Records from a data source

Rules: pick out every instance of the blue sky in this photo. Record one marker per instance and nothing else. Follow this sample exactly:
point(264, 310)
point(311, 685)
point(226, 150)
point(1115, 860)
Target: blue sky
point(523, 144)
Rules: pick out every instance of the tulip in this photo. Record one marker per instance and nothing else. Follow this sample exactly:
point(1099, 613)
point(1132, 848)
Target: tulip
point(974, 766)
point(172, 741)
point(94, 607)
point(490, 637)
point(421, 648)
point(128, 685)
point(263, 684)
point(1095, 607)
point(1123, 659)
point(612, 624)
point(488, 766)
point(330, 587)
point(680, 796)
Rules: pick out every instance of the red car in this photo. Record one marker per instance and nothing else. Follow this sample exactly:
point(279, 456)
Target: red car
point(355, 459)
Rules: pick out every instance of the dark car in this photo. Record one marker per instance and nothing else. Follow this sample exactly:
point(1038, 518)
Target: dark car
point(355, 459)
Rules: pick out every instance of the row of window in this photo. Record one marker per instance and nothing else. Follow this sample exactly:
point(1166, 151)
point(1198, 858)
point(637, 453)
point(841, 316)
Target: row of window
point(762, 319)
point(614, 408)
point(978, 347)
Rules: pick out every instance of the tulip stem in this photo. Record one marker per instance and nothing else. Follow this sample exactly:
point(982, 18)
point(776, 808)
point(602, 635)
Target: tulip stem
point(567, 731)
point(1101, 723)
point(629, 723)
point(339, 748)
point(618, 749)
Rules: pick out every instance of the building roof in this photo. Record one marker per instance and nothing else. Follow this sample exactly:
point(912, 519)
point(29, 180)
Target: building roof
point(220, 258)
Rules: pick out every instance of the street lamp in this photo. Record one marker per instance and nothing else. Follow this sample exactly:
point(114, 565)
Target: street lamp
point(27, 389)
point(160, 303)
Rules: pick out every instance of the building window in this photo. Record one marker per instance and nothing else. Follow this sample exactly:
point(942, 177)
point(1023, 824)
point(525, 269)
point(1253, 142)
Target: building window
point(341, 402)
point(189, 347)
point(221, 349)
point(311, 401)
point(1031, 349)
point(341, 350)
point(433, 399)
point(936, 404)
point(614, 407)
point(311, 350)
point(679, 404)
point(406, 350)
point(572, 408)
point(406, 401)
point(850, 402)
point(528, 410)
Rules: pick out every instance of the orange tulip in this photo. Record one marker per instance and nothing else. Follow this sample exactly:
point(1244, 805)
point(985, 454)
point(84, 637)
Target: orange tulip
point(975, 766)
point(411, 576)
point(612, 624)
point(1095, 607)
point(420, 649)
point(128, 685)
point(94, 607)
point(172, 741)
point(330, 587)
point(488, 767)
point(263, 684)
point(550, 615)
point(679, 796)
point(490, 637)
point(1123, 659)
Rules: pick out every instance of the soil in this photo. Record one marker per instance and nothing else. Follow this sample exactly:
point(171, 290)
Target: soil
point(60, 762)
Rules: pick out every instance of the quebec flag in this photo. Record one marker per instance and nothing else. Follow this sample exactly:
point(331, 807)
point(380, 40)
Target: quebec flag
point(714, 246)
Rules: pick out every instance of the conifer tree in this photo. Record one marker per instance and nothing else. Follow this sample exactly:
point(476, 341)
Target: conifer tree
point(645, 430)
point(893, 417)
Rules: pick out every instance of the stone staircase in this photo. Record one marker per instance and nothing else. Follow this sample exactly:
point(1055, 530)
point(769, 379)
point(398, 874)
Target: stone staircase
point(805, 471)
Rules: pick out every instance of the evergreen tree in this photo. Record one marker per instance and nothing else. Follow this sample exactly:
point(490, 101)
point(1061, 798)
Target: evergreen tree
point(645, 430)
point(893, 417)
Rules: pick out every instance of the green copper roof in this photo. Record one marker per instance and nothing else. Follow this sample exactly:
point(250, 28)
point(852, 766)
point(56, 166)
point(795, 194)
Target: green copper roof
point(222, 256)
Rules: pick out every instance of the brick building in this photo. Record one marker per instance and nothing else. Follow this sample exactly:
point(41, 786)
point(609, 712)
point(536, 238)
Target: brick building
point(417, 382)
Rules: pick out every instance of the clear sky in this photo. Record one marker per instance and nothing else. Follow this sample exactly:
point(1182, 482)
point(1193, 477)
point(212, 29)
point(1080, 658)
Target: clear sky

TO BE DONE
Using the material above, extract the line that contains "Rules: pick out every instance of the conifer" and every line after it, exactly as given; stop at the last line.

ANSWER BELOW
Rules: pick out every instance of the conifer tree in this photo. Record one marker per instance and nothing else. Follow this sample exactly:
point(476, 341)
Target: conifer tree
point(645, 430)
point(893, 417)
Rules: pick out every instance of the stone staircase in this photo. Record one marker per instance and nothing else. Follow this sample exactly:
point(1055, 530)
point(769, 379)
point(398, 874)
Target: stone staircase
point(805, 471)
Rules: pick out every instance of the evergreen tree in this photo. Record one marker per instance and nothing else. Follow this sample exactly:
point(490, 101)
point(1061, 798)
Target: evergreen tree
point(645, 430)
point(893, 417)
Rules: pick out every instance of the green copper roof in this photo. Record one marker per instance and nothing else. Follow this sample exactly:
point(250, 28)
point(852, 766)
point(56, 166)
point(795, 194)
Target: green copper roof
point(222, 256)
Rules: pick out every instance of the brick building in this photo. Record one marker per instance and nothing else. Follow this sample exactly:
point(41, 786)
point(609, 712)
point(536, 238)
Target: brick building
point(417, 382)
Rules: pick out every instance of the clear sky in this photo. Record one marker per instance and nothing else. Follow this sample exactly:
point(1182, 482)
point(1193, 477)
point(212, 29)
point(1080, 658)
Target: clear sky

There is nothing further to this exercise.